* _EXERCISE MATERIALS_
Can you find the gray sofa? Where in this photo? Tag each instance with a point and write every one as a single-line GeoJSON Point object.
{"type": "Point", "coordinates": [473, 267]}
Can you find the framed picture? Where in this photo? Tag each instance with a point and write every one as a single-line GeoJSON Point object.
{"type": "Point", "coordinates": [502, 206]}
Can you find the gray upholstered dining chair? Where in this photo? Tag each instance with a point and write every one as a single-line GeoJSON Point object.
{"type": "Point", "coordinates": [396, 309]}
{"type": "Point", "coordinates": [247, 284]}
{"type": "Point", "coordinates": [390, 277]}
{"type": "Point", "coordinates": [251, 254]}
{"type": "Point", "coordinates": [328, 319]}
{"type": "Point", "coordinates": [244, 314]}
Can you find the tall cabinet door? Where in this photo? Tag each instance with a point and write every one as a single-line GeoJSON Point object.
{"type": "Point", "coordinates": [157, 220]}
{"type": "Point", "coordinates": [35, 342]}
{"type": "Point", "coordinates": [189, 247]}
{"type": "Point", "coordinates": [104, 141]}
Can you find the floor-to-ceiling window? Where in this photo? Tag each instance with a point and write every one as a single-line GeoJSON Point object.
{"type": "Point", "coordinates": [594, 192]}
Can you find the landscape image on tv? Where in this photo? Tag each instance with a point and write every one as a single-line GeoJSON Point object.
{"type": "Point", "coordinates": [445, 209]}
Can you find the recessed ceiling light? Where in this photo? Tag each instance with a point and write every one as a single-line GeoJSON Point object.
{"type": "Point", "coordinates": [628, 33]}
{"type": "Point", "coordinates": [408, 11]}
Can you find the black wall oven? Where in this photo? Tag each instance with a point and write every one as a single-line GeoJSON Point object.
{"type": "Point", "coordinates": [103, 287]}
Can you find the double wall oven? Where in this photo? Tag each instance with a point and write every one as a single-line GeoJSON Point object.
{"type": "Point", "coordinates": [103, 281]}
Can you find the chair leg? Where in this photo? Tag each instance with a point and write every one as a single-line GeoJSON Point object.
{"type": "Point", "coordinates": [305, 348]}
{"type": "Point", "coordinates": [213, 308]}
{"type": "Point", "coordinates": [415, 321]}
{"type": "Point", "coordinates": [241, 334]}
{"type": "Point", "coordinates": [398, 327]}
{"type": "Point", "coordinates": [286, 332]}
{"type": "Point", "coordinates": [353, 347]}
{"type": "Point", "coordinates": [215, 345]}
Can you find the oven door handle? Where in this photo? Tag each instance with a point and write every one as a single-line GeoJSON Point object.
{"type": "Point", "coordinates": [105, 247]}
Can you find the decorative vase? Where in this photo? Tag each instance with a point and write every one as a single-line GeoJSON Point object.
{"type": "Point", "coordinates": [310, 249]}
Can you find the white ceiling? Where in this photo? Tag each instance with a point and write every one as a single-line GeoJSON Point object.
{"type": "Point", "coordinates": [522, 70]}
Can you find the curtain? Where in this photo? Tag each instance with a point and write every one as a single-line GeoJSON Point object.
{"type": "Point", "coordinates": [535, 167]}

* _WHAT IS NEEDED_
Rewrite all of the lines above, replacing every "wall oven" with "built-in oven" and changing nothing else.

* _RESULT OF THE TASK_
Can you find the gray sofa? Where in this photo? Tag each instance with a point and write every one as a single-line GeoJSON Point object.
{"type": "Point", "coordinates": [473, 267]}
Can you find the framed picture? Where in this photo? Tag each instance with a point and write every one as a single-line GeoJSON Point object.
{"type": "Point", "coordinates": [502, 206]}
Can you find the gray upholstered dining chair? Where in this photo? Tag each instance with a point and write every one as a single-line GeoJSON Point object.
{"type": "Point", "coordinates": [396, 309]}
{"type": "Point", "coordinates": [247, 284]}
{"type": "Point", "coordinates": [390, 277]}
{"type": "Point", "coordinates": [251, 254]}
{"type": "Point", "coordinates": [328, 319]}
{"type": "Point", "coordinates": [244, 314]}
Can you find the tall cabinet door? Where in this photo? Tag each instance with a point and write every one as a single-line GeoJSON Point object.
{"type": "Point", "coordinates": [157, 220]}
{"type": "Point", "coordinates": [35, 342]}
{"type": "Point", "coordinates": [189, 247]}
{"type": "Point", "coordinates": [104, 141]}
Can you find the floor-to-ceiling window? Where in this photo? Tag each instance with a point and write every one as a single-line GeoJSON Point object.
{"type": "Point", "coordinates": [594, 192]}
Can you find the landscape image on tv? Where in this photo? Tag each instance with a point and write every one as a single-line GeoJSON Point object.
{"type": "Point", "coordinates": [445, 209]}
Can you find the recessed ceiling light? Where in this photo? Tag each instance with a point and write every one as a single-line GeoJSON Point object.
{"type": "Point", "coordinates": [628, 33]}
{"type": "Point", "coordinates": [408, 11]}
Can you find the black built-in oven? Where in this photo? Tag each instance with a point and write every one as a single-line GeoJSON Point object.
{"type": "Point", "coordinates": [103, 287]}
Can you find the double built-in oven? Where in this photo? Tag each instance with a point and write every one as a single-line GeoJSON Point object.
{"type": "Point", "coordinates": [103, 281]}
Can you find the chair leg? Where in this photo? Tag each instance with a point and write every one as a single-line GeoJSON Point object.
{"type": "Point", "coordinates": [305, 348]}
{"type": "Point", "coordinates": [213, 308]}
{"type": "Point", "coordinates": [415, 321]}
{"type": "Point", "coordinates": [241, 334]}
{"type": "Point", "coordinates": [398, 327]}
{"type": "Point", "coordinates": [286, 332]}
{"type": "Point", "coordinates": [353, 347]}
{"type": "Point", "coordinates": [215, 345]}
Can you find the oven door handle? Where in this photo? Tag each instance with a point and write every one as a single-line GeoJSON Point object.
{"type": "Point", "coordinates": [105, 247]}
Can you find the decorative vase? Where in this photo? Tag each instance with a point and write every one as a single-line GeoJSON Point object.
{"type": "Point", "coordinates": [310, 249]}
Can you find the white ceiling? Where in this photo? Tag each instance with a point and write every one as a single-line GeoJSON Point object.
{"type": "Point", "coordinates": [522, 70]}
Can you find the curtain? Where in this photo? Tag each instance with a point and write every one as a single-line GeoJSON Point object.
{"type": "Point", "coordinates": [535, 167]}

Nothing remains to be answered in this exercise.